Can you copy out the records below from the line containing "object=vegetation at base of tower" through the last line of the records, both included, without changing a single character?
§ §
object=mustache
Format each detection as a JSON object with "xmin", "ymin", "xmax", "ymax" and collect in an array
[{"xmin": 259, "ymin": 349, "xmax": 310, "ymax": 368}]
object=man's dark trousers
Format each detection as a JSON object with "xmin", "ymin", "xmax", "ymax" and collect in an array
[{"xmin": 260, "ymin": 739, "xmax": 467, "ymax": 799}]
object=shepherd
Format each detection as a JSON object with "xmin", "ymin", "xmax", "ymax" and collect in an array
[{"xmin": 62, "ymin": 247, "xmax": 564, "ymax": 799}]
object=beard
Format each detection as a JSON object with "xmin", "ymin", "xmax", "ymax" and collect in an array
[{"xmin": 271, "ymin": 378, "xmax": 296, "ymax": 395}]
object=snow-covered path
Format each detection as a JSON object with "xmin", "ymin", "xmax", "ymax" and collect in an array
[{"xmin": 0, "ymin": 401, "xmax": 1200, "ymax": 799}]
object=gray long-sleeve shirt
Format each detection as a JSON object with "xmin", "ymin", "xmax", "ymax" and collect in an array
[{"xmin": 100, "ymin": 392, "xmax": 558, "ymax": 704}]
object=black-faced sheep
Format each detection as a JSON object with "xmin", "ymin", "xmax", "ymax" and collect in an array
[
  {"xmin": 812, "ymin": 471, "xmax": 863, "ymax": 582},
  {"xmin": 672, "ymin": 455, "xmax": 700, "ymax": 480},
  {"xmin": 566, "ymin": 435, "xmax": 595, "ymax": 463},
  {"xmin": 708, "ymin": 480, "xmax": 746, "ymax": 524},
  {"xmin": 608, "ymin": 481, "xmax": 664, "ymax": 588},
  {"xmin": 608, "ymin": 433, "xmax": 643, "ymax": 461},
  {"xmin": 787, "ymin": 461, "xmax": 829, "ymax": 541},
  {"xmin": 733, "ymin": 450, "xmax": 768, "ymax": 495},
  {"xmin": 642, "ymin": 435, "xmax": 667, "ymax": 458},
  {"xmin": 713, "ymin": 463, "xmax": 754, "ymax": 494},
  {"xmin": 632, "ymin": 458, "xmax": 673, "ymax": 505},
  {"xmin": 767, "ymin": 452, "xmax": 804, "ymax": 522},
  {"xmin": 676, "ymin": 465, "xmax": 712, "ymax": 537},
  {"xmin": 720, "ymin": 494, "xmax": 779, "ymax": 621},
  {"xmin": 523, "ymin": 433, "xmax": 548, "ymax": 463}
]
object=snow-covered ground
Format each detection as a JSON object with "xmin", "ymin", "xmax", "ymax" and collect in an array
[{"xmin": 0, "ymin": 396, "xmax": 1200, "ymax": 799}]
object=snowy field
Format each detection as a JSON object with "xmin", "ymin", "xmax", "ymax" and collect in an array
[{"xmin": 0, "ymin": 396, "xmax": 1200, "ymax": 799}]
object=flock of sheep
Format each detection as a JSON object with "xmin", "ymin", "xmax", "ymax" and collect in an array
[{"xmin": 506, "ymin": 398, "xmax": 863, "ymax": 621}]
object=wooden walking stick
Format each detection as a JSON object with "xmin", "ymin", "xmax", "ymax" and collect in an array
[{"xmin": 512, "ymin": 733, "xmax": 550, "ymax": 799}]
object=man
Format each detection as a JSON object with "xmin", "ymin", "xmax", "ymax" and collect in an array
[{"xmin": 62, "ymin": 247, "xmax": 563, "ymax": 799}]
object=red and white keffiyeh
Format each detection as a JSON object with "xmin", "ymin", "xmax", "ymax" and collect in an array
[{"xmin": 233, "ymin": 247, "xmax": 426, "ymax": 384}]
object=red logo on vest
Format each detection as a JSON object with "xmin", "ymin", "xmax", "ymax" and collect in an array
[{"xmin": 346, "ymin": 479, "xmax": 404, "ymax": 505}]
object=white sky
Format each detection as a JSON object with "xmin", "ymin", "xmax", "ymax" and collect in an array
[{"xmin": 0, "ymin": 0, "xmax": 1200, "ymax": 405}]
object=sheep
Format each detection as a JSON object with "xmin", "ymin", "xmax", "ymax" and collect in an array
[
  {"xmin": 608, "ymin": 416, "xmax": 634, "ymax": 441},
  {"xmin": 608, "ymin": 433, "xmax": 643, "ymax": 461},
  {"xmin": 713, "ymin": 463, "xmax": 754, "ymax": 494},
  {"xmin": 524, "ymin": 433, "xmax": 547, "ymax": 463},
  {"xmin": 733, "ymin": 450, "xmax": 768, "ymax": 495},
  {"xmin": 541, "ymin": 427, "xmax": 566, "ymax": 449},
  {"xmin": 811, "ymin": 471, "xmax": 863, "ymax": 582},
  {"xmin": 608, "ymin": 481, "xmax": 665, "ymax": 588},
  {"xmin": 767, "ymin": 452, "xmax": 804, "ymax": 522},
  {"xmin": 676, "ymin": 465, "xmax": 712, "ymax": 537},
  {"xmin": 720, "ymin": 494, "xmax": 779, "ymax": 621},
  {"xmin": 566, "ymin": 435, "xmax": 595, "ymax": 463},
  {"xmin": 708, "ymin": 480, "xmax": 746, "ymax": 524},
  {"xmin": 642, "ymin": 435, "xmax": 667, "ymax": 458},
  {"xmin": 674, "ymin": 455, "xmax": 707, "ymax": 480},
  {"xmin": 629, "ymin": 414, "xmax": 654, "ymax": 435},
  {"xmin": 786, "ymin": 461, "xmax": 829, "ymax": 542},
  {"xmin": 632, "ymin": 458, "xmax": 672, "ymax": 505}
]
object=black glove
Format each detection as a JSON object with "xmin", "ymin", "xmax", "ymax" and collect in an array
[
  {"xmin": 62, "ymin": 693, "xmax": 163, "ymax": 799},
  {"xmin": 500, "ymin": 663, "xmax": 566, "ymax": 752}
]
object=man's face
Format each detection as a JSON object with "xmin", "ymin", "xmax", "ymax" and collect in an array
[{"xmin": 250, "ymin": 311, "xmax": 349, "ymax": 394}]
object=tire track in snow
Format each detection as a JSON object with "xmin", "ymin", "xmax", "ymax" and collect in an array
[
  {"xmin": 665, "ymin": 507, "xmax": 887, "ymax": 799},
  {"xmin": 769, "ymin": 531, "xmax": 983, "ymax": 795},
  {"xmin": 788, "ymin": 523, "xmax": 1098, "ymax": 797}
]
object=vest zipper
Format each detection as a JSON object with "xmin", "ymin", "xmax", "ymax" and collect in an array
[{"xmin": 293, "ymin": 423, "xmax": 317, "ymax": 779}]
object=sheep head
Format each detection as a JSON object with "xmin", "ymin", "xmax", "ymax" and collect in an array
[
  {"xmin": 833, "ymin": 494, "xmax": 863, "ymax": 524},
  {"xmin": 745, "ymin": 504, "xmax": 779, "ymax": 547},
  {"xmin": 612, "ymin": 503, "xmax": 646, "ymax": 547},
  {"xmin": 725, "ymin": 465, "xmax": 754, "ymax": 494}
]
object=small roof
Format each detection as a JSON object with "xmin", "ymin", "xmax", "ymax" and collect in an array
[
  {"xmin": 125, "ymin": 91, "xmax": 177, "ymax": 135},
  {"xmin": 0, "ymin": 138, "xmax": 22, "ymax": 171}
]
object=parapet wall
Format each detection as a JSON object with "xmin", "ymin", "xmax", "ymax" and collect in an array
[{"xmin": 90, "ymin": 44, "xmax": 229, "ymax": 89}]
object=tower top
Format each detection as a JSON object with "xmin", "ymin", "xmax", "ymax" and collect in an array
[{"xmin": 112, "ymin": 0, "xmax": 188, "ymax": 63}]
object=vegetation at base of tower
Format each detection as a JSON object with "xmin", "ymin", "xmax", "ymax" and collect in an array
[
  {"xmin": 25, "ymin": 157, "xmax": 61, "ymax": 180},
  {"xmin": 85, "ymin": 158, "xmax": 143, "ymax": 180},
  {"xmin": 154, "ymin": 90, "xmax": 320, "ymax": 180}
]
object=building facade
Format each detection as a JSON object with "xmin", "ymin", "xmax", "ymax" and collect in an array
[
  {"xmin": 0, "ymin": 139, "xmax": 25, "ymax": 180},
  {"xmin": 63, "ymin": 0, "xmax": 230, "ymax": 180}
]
§ §
Result of this task:
object=vegetation at base of tower
Format each detection as a JSON object with "xmin", "ymin", "xmax", "ymax" and collect in an array
[
  {"xmin": 25, "ymin": 157, "xmax": 61, "ymax": 180},
  {"xmin": 85, "ymin": 158, "xmax": 143, "ymax": 180},
  {"xmin": 154, "ymin": 90, "xmax": 320, "ymax": 180}
]
object=building facade
Format each detection as a JSON object with "xmin", "ymin", "xmax", "ymax" and collect in an array
[
  {"xmin": 0, "ymin": 139, "xmax": 25, "ymax": 180},
  {"xmin": 63, "ymin": 0, "xmax": 230, "ymax": 180}
]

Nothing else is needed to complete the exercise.